▶ Exercise details: Beginning with the line that contains "Could you spot the dog's black", extract each line through the end of the listing below, with no additions or omissions.
=== Available records ===
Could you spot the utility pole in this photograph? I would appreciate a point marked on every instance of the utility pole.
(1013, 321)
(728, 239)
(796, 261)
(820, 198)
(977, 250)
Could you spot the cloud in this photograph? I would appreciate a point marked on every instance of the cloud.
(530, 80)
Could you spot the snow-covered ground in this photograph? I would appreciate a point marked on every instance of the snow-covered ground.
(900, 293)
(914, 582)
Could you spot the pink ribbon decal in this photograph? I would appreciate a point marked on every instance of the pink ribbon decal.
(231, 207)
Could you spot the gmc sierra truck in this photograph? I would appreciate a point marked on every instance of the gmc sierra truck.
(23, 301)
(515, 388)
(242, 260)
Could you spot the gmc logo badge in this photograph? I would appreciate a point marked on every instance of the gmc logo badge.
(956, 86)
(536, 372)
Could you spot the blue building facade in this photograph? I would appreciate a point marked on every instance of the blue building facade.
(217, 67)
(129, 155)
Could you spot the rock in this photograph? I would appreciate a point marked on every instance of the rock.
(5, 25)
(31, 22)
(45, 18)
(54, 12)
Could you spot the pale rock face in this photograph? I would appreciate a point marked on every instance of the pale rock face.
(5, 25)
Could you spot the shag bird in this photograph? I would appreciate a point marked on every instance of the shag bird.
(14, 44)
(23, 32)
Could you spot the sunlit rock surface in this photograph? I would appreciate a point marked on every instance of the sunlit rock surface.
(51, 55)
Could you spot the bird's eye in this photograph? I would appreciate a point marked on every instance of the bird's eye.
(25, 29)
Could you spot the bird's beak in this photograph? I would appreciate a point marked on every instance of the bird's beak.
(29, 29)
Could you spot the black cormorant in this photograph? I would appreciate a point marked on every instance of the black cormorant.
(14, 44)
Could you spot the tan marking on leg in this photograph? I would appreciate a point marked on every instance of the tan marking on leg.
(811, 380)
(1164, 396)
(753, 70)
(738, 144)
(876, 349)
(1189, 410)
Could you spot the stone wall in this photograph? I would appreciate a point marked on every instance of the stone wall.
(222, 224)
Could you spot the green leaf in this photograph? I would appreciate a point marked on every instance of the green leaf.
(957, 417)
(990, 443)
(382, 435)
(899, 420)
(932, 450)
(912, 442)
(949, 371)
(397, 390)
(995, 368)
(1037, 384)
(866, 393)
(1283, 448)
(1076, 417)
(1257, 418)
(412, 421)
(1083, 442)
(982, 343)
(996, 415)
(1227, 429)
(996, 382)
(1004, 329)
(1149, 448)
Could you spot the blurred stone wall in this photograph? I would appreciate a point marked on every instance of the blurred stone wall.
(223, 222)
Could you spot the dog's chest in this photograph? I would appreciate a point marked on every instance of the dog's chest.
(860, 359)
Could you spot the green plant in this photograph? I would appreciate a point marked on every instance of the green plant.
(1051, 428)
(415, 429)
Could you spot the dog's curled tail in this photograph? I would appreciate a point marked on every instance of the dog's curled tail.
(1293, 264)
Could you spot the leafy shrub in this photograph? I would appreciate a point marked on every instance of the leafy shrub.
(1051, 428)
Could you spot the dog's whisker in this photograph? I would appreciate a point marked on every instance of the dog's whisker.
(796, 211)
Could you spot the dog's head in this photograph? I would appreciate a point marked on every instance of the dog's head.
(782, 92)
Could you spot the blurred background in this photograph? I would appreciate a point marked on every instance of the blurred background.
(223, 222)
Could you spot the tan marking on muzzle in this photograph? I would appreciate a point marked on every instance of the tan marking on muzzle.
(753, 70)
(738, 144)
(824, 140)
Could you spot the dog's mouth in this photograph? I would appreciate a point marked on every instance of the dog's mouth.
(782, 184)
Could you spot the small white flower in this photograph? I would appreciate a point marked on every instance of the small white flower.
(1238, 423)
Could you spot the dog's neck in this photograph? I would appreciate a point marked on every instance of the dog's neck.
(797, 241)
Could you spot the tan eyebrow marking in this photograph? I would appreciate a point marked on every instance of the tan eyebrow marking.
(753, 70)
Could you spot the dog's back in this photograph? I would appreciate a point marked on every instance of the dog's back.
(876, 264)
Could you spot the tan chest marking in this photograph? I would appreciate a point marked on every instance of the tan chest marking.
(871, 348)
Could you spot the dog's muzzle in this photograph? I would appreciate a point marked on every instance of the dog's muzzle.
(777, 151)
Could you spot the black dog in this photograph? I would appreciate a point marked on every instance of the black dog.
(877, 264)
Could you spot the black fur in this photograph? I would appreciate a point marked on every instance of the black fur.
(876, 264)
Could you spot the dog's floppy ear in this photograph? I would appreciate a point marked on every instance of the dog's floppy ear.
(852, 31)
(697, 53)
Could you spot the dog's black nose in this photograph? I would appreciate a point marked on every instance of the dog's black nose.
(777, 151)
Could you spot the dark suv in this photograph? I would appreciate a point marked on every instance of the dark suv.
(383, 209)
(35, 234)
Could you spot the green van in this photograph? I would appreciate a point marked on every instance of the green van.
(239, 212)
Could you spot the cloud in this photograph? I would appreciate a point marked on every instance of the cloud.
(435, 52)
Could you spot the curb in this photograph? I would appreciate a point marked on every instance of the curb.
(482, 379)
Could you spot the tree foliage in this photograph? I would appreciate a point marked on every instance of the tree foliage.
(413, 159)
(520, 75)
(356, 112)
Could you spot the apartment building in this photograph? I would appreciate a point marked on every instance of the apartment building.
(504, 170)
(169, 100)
===
▶ In response:
Could you spot the dog's black nose in this photograph? I would appreciate a point marked on every instance of the dog's black nose.
(777, 151)
Could you spot the dark suv in this photograph? I would appreciate a point marked on every instance of the dark suv.
(383, 209)
(35, 234)
Could you spot the green van in this photograph? I would appreciate a point marked on every instance of the green van.
(239, 212)
Could you spot the cloud in this photograph? I would appreciate a point marked on every instance of the cloud.
(435, 52)
Could you spot the curb in this photograph? I would appreciate a point marked on every instance of the curb.
(482, 379)
Could you spot the tree foliage in this photograph? I would appreciate a point marked on every instance of the tree foliage.
(413, 159)
(520, 75)
(356, 112)
Could you spot the apartment building in this photograph? I would appreciate a point marked on every instance of the apartment building.
(504, 170)
(169, 100)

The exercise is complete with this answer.